» YOUR GOAL
A partial copy is required: transcribe exactly the lines from the one containing "of the belt" through the last line below, without any pictures.

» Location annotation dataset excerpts
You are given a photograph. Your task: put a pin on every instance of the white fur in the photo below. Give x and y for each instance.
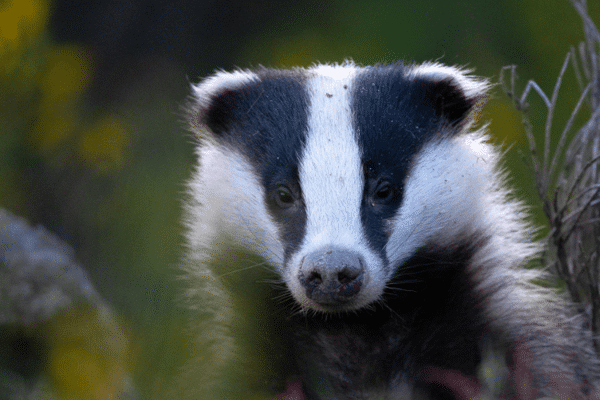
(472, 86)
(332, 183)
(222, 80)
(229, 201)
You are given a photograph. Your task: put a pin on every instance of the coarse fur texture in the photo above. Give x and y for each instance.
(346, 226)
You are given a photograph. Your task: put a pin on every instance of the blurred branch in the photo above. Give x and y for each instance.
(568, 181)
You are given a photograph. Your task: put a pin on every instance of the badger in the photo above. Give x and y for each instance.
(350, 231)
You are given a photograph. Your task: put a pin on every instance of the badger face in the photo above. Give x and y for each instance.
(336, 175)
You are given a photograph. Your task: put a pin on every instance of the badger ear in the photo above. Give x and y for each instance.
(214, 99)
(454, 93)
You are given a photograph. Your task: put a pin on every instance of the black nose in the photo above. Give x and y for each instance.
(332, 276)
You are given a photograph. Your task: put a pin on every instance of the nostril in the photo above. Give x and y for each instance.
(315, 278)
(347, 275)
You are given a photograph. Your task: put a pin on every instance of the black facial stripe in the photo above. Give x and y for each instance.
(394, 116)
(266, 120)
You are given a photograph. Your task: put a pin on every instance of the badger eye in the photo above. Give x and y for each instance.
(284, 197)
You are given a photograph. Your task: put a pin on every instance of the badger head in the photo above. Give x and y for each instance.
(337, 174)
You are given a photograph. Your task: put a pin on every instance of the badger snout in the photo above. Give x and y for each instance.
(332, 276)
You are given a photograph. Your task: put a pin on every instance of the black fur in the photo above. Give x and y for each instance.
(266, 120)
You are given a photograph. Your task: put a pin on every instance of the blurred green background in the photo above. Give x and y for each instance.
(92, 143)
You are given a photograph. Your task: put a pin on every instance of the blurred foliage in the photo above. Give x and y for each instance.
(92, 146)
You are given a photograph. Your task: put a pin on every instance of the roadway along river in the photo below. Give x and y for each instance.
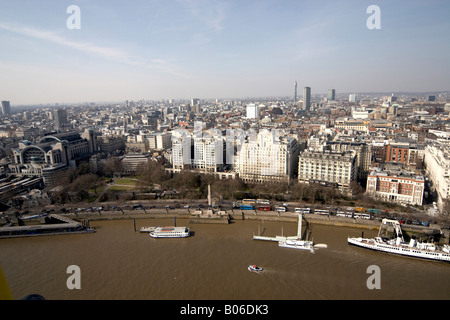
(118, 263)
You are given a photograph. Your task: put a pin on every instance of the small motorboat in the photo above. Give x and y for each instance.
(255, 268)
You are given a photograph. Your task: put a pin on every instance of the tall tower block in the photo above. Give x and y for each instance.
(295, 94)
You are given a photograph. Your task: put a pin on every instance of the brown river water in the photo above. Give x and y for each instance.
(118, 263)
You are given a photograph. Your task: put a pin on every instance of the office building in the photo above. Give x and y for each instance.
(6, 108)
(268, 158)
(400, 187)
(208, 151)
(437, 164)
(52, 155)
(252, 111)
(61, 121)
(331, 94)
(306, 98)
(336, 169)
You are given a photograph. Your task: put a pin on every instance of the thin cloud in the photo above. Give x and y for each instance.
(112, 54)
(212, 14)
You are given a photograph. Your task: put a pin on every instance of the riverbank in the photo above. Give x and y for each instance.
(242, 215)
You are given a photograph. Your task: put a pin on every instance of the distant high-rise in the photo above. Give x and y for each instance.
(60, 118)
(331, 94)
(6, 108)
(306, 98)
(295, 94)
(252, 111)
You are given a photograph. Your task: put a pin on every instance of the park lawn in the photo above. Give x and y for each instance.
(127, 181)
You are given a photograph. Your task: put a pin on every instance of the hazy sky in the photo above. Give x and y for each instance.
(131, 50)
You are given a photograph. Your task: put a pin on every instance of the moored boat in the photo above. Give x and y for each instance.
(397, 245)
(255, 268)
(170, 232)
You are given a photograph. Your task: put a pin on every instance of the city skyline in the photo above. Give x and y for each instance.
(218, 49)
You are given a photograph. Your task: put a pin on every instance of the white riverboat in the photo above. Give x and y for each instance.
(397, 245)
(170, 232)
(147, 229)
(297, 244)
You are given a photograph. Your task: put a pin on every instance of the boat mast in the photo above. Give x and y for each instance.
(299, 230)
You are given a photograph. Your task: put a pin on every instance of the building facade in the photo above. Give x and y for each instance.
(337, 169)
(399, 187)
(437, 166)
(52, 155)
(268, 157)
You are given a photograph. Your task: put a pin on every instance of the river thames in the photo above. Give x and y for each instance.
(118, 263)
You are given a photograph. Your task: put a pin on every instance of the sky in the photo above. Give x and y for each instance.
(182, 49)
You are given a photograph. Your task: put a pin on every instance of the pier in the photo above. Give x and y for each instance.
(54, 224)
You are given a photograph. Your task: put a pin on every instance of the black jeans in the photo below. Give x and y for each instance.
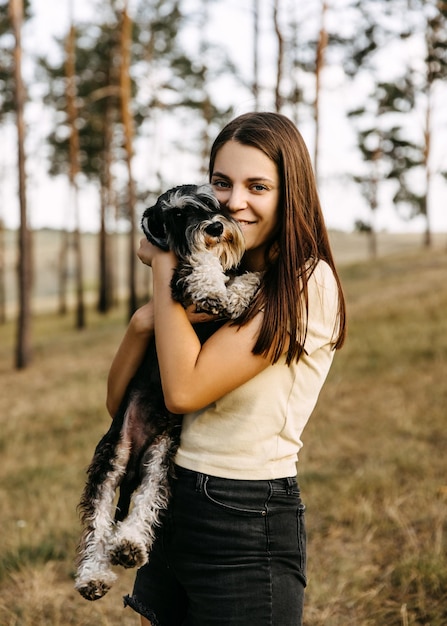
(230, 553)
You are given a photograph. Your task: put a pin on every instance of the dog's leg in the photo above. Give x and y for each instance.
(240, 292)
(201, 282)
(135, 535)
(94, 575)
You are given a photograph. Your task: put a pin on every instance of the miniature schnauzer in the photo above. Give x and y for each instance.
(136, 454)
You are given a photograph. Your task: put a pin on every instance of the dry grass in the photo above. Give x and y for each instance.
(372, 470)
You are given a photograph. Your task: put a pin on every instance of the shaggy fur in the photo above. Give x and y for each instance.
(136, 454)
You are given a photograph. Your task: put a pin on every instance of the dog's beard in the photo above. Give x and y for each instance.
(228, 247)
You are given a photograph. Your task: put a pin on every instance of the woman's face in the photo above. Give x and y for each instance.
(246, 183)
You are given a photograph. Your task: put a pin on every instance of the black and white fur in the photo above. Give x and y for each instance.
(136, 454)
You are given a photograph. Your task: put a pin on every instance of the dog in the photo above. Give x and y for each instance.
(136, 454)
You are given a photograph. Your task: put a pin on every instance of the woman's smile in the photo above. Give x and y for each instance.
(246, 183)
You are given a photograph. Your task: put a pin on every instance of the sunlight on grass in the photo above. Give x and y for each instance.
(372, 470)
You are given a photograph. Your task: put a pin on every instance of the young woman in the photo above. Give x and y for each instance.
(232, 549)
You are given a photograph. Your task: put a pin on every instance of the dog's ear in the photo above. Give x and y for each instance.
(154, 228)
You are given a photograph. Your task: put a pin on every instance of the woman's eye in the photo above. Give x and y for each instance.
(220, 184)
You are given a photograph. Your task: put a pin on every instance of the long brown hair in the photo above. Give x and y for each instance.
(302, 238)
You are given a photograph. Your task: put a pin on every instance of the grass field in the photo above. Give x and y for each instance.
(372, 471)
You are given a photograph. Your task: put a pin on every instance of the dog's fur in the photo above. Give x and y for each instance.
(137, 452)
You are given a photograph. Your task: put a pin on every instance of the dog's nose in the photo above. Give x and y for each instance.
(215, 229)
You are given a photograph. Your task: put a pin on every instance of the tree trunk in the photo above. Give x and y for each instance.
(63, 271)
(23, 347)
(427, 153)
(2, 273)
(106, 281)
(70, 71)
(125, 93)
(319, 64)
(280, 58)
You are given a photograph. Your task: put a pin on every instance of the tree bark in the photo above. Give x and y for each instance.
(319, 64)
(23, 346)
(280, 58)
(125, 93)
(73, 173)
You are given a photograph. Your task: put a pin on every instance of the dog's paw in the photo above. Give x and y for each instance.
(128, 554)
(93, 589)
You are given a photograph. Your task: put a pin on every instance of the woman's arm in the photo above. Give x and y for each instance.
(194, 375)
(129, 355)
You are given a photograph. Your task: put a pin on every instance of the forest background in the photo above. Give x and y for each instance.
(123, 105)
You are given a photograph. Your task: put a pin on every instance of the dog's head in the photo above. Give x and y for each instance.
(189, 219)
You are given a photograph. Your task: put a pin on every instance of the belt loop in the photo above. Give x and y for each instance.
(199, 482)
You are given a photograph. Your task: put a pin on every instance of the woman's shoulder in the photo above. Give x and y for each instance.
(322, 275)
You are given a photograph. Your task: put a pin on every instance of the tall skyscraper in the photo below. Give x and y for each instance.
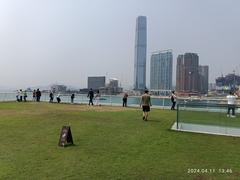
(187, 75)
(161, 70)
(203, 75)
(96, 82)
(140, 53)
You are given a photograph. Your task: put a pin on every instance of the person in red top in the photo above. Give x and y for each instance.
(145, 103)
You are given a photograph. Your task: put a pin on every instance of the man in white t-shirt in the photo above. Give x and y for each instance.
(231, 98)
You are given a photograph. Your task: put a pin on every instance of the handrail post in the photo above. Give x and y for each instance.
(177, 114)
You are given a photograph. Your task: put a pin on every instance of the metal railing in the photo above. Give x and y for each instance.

» FINAL RESULT
You are given a photograph. Your task: put a pin on every instance of the belt loop in the photo above. Give x and y for each instance.
(199, 482)
You are given a photograph. Your task: put a pin on every instance of the woman's shoulder in the photo above. Give x and y for each instance.
(322, 275)
You are given a photograph. Your task: put a pin on every instance of the tall skyscraper in the photo below. Give x and y for each instance.
(187, 75)
(161, 70)
(203, 75)
(96, 82)
(140, 53)
You are given a photograph. Your task: put a pin on every instance of the person in red top in the photo above. Give x and y for each instance.
(145, 103)
You are given a photograph. Your task: put a pin on every instance of the man in white t-shirt in the photo above. Give x and y for each instance.
(231, 98)
You are given a photograph. Your task: put a pin on every instance of the handrail post in the photo above. Give x and y for each instance.
(177, 114)
You are given a photograph. Your task: put a pin on every instance of the metal railing in the photo above. Give x and y for each instance.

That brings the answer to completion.